> **WHAT THE TASK ASKS**
Lay out everything from the line containing "Where can the white" down to the end of the items below as a JSON list of strings, one string per line and no blank lines.

______

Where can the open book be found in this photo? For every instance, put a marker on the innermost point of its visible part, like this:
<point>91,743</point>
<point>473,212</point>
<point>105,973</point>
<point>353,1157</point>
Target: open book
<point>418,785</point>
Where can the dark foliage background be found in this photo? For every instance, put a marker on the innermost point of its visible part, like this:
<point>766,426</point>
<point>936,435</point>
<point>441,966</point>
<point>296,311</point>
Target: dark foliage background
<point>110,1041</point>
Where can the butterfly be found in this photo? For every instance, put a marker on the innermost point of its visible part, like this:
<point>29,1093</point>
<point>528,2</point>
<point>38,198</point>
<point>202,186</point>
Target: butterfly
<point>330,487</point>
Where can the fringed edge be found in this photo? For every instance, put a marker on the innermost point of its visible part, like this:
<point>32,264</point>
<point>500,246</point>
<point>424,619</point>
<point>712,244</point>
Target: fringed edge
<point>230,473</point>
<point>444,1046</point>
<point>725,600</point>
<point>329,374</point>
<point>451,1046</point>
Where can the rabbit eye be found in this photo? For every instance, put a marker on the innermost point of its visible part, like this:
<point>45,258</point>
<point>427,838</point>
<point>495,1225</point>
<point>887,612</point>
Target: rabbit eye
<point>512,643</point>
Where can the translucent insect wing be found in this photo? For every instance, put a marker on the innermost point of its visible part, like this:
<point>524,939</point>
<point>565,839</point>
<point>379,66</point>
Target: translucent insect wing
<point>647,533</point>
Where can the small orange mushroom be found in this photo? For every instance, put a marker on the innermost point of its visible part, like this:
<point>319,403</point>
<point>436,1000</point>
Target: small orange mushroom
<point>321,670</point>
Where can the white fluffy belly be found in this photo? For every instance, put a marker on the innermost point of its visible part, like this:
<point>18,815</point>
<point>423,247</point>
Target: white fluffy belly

______

> **FINAL RESULT**
[
  "Where can the white fluffy belly be found in this photo? For every instance, put a marker on the innermost point of its visible part, like this:",
  "<point>18,815</point>",
  "<point>423,247</point>",
  "Target: white fluffy belly"
]